## Given instruction
Turn the lines of the records below into a numbered list, skipping any blank lines. Leave the pictures out of your answer.

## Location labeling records
- - - - - - -

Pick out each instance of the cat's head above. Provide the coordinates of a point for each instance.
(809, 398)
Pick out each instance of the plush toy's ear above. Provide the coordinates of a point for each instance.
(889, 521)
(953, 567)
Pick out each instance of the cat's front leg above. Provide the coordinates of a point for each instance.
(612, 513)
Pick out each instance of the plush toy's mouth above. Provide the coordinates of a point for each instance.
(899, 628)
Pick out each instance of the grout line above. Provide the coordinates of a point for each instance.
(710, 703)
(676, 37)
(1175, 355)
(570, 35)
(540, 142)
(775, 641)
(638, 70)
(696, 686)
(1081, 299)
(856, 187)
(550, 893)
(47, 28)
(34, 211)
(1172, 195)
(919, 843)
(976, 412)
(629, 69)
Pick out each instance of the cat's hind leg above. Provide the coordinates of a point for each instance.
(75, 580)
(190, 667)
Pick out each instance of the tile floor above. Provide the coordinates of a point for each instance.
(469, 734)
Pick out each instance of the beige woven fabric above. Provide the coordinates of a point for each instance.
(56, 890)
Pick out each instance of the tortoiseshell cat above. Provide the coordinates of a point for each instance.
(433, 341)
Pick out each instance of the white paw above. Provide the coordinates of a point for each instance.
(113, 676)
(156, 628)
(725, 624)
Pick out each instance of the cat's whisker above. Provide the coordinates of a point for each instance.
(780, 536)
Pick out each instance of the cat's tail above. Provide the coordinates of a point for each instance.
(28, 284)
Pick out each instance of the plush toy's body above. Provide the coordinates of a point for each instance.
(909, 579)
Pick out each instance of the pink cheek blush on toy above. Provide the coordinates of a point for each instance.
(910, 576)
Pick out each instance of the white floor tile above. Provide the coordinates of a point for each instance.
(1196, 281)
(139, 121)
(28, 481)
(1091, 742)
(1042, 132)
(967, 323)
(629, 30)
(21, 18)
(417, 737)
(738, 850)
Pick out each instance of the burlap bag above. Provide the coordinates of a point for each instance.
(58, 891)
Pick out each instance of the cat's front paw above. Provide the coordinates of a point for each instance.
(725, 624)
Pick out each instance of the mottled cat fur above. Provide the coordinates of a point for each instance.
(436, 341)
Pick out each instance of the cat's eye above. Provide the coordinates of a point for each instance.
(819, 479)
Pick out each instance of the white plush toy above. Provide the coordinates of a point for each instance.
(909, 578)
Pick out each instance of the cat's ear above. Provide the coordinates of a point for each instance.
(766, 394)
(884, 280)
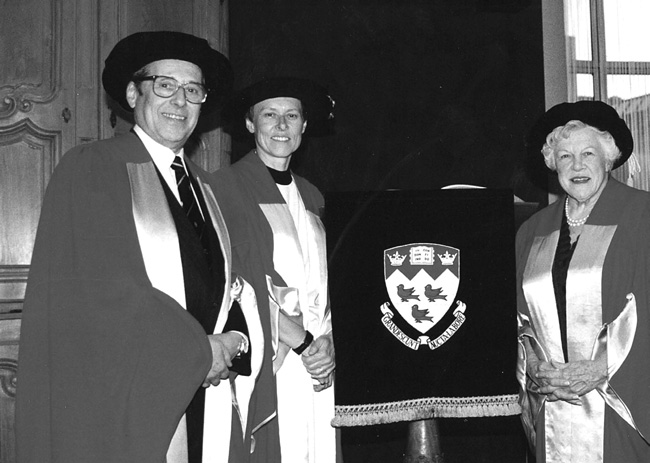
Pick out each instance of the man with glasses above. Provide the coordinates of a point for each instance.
(132, 329)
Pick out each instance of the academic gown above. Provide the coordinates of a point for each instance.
(608, 297)
(258, 218)
(109, 357)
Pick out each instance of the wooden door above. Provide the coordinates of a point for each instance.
(52, 54)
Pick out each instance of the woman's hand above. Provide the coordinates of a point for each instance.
(319, 360)
(568, 381)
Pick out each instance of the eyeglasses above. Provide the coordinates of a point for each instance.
(166, 87)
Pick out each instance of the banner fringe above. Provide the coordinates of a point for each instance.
(422, 409)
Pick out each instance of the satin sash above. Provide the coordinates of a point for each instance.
(161, 254)
(572, 433)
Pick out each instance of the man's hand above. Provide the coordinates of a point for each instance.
(319, 361)
(225, 347)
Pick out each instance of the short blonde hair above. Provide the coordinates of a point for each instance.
(612, 152)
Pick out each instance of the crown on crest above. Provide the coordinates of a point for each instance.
(396, 259)
(446, 258)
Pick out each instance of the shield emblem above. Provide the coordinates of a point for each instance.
(422, 281)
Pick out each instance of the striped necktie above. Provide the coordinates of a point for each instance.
(187, 196)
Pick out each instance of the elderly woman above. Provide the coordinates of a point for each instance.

- - - - - - -

## Complete output
1. Pick out each instance of the cat's head above. Provide the coordinates of a point for each instance.
2. (809, 398)
3. Pick out each instance of the plush toy's ear above. Provide the coordinates of a point for each instance.
4. (889, 521)
5. (953, 567)
6. Pick out each instance of the cat's front leg above. Provide the coordinates of a point for each instance.
7. (612, 513)
8. Pick out each instance of the plush toy's mouth above. Provide the coordinates of a point for each instance.
9. (899, 628)
10. Pick out each instance of the grout line above. Provide the coordinates of a point for each instance.
11. (710, 703)
12. (676, 37)
13. (1175, 355)
14. (570, 35)
15. (540, 142)
16. (775, 641)
17. (638, 70)
18. (696, 686)
19. (1081, 299)
20. (856, 187)
21. (550, 893)
22. (47, 28)
23. (34, 211)
24. (1172, 195)
25. (919, 843)
26. (976, 412)
27. (629, 69)
28. Pick out each instance of the cat's hind leg above. Provide the coordinates of a point for each instance.
29. (75, 580)
30. (190, 667)
31. Pick out each instance of the tile floor above. Provide the coordinates of a point for each instance.
32. (469, 734)
33. Pick out each instance of the beige woven fabric above. Provide the coordinates of a point for each instance.
34. (56, 890)
35. Pick out each instance of the tortoiseshell cat above. Provide the coordinates of a point for each instance.
36. (433, 341)
37. Pick out each instance of the white paw above. Provide the coordinates of a point for each instance.
38. (113, 676)
39. (156, 628)
40. (725, 624)
41. Pick out each instance of the cat's whisker above. Provide the coordinates of a point for each instance.
42. (780, 536)
43. Pick out each instance of the cat's tail above. Provide the coordinates of a point for each instance.
44. (28, 284)
45. Pick out each instance of the plush toy's body above. Provide the coordinates of a point for each instance.
46. (909, 579)
47. Pick out each instance of the pink cheek blush on toy above. Provide the coordinates of a point for each instance.
48. (910, 576)
49. Pick out each instance of the white floor tile above. Provide the coordinates of a point for each instance.
50. (1196, 281)
51. (139, 121)
52. (28, 481)
53. (1091, 742)
54. (1042, 132)
55. (967, 323)
56. (629, 30)
57. (21, 18)
58. (417, 737)
59. (738, 850)
60. Pick out each instance of the burlap bag above. Provide the coordinates of a point for each instance.
61. (58, 891)
62. Pick out each instance of the cat's front paw above. Provide the coordinates of a point for each instance.
63. (725, 624)
64. Pick out each instance of the mottled cat fur above. Provide the coordinates of a point for each instance.
65. (436, 341)
66. Pick out each instance of the cat's eye above. Provide the coordinates of a point for each instance.
67. (819, 479)
68. Pick out each instance of the white plush toy above. Provide the coordinates of a point for each instance.
69. (909, 578)
70. Pick out each instance of the cat's ear above. Provide the coordinates of a point for each instance.
71. (766, 394)
72. (884, 280)
73. Pick out each instance of the man with glasses above. Provide the coordinates of a point for each instance.
74. (132, 329)
75. Pick out each instance of the academic gown above. Provide the coordinates of a point for each instance.
76. (608, 297)
77. (258, 218)
78. (109, 357)
79. Pick out each instance of the wooden door above. Provide the coordinates of a point for each instance.
80. (52, 54)
81. Pick out each instance of the woman's hand above. Provide the coordinates of a point for each instance.
82. (319, 360)
83. (568, 381)
84. Pick out each instance of the eyeglasses above. Provide the coordinates of a point for each instance.
85. (166, 87)
86. Pick out each instance of the banner fringe above. Provide the coordinates of a point for each instance.
87. (422, 409)
88. Pick out each instance of the satin sash above. Provide the coordinates of a point for each instance.
89. (161, 254)
90. (572, 433)
91. Pick out each instance of the man's hand above. Provide the coordinates of a point for each instance.
92. (319, 361)
93. (225, 347)
94. Pick out each instance of the short blonde hair above. Provide the coordinates of a point for each instance.
95. (612, 152)
96. Pick out each instance of the crown on crest above. Provide the coordinates of a point for each instance.
97. (396, 259)
98. (446, 258)
99. Pick out each instance of the shield emblem above. Provide the coordinates of a point for each instance.
100. (422, 281)
101. Pick out each instance of the striped necktie above. Provide the coordinates of a point for each instance.
102. (187, 196)
103. Pick out each instance of the elderly woman above. Provide the coordinates of a point for each instance.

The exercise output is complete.